**EXERCISE INPUT**

************

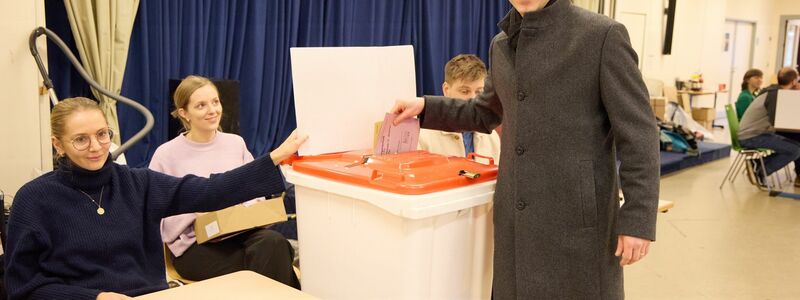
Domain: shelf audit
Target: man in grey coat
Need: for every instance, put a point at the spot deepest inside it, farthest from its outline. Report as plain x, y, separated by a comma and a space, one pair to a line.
565, 84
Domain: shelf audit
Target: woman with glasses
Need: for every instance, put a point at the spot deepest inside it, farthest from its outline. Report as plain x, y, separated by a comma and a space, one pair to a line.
203, 150
90, 228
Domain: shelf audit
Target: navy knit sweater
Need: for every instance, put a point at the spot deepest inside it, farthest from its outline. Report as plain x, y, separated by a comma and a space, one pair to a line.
59, 247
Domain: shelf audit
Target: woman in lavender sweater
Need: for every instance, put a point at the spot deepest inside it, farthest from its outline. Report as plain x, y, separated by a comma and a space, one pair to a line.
203, 150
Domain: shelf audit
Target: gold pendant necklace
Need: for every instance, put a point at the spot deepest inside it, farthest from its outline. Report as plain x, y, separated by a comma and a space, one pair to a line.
100, 210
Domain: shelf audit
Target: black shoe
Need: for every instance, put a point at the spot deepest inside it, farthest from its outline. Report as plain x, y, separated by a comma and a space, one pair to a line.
761, 180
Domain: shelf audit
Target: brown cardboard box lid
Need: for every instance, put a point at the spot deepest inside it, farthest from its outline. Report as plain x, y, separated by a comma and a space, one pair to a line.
227, 221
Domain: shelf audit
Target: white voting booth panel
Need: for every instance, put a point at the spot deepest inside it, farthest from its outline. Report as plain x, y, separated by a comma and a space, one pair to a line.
787, 110
360, 243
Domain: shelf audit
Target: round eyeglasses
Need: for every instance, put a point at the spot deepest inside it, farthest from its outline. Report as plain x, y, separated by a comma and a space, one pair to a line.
83, 141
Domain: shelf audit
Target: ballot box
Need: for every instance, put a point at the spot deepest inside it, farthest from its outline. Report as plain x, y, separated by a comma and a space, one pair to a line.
413, 225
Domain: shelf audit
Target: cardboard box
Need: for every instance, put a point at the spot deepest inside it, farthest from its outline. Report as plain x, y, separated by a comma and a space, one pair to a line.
228, 221
658, 104
703, 114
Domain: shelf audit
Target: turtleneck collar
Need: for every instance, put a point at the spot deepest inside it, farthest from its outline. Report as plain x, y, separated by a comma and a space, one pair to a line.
81, 178
513, 22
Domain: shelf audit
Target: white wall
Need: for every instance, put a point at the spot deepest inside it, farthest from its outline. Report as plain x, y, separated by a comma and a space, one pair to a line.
24, 119
782, 8
698, 38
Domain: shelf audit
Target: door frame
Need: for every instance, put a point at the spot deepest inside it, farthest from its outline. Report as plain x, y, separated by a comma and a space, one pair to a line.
784, 20
733, 49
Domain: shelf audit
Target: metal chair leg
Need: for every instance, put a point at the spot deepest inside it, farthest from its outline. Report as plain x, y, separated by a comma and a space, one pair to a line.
764, 172
731, 169
743, 165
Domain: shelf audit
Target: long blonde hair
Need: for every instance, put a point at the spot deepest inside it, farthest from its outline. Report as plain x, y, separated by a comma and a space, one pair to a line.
184, 91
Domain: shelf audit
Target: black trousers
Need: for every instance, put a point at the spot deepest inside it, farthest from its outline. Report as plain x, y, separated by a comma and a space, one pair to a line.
260, 250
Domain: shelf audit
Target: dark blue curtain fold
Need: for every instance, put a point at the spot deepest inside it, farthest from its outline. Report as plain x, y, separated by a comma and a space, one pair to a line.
249, 41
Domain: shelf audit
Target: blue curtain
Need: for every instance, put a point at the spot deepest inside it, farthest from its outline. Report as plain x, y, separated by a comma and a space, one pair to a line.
249, 41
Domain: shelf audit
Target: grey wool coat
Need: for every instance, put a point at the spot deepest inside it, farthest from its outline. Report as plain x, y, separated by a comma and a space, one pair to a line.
572, 101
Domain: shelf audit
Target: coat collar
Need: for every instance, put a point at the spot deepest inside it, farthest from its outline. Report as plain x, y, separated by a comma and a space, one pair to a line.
544, 17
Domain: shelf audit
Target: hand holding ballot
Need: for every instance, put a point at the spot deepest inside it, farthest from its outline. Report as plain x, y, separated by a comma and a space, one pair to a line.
288, 147
397, 137
407, 108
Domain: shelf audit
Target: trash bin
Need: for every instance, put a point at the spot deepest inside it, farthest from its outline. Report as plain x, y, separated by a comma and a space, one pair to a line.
414, 225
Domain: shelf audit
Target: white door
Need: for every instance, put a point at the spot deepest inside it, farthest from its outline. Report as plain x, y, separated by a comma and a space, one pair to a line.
727, 62
739, 43
790, 55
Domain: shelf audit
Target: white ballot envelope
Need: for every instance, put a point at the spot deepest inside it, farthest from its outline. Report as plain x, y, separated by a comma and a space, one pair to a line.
339, 92
399, 138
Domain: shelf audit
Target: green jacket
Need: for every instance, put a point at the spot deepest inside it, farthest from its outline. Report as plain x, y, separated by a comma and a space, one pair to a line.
743, 102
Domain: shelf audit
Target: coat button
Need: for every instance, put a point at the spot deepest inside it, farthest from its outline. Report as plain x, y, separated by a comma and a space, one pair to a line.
520, 150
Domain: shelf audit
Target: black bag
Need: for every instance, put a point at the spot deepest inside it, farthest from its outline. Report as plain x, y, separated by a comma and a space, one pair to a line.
686, 134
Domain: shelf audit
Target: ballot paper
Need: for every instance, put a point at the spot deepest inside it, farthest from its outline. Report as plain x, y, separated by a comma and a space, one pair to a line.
399, 138
340, 92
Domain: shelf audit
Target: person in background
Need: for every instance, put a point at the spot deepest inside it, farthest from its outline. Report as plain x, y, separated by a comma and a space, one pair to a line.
464, 77
203, 150
566, 86
751, 84
757, 129
90, 228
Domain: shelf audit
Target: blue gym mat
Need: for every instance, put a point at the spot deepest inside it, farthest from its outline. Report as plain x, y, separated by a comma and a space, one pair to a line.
673, 162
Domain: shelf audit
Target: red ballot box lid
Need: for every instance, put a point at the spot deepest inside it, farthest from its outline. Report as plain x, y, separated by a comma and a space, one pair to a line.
409, 173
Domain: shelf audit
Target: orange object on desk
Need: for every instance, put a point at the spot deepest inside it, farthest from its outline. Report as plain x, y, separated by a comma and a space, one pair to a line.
409, 173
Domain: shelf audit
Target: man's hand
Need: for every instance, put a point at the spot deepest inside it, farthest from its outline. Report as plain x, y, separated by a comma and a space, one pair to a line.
407, 108
631, 249
288, 147
111, 296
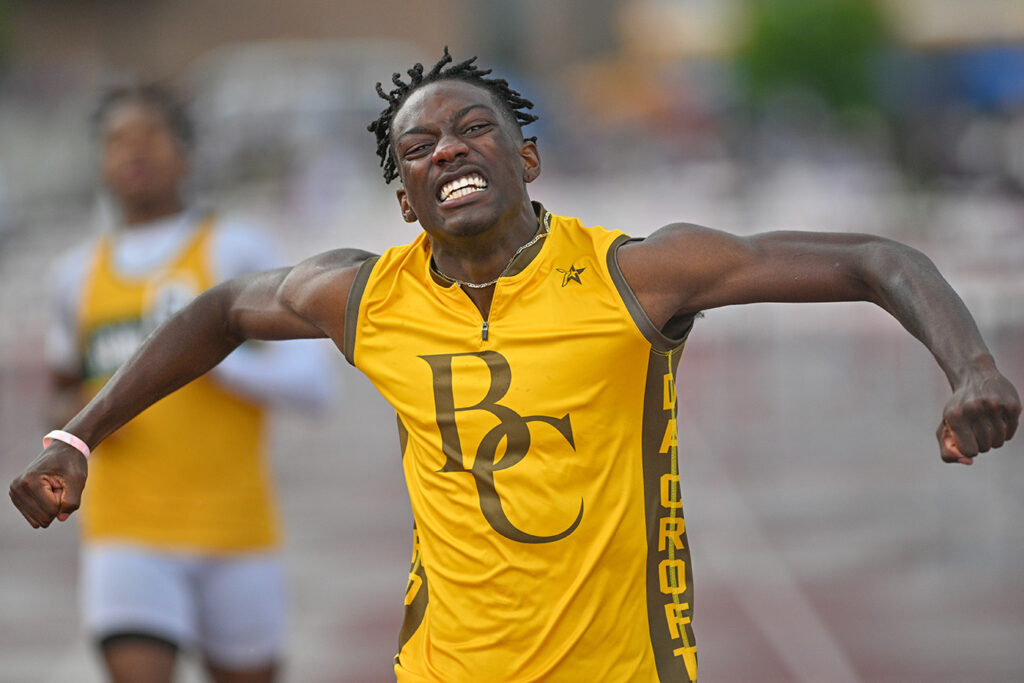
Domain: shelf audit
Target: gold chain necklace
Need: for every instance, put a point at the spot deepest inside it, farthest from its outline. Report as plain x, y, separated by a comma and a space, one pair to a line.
542, 232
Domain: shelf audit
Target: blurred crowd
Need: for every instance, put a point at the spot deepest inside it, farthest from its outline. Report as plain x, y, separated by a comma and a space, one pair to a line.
660, 83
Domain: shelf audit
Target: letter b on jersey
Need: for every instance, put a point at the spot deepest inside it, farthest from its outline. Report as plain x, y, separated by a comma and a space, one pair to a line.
512, 428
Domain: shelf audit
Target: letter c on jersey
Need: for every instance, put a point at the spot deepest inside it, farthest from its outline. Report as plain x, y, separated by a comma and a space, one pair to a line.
512, 428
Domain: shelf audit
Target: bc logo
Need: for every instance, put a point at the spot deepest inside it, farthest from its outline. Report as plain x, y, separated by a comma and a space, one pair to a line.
512, 427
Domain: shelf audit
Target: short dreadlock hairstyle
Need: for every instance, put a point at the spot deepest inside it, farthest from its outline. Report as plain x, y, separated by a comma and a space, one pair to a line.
512, 100
158, 97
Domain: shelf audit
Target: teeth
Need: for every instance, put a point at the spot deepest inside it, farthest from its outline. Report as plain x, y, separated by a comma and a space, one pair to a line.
462, 186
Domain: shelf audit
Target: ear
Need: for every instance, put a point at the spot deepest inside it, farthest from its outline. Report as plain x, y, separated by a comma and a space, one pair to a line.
530, 161
407, 210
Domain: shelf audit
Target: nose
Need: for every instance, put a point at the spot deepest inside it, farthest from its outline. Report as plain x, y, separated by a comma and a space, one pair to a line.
449, 148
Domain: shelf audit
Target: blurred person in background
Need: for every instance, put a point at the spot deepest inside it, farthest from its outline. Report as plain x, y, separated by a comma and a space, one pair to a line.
172, 558
531, 361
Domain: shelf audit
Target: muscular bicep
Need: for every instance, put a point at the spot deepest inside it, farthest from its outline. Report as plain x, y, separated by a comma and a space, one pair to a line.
305, 301
687, 268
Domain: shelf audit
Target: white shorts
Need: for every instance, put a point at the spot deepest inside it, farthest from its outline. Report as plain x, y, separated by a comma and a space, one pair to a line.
230, 608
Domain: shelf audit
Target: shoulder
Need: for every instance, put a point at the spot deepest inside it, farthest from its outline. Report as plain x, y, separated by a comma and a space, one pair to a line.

************

Going through the entries above, count the lines that have the word "ballot" and state that count alone.

5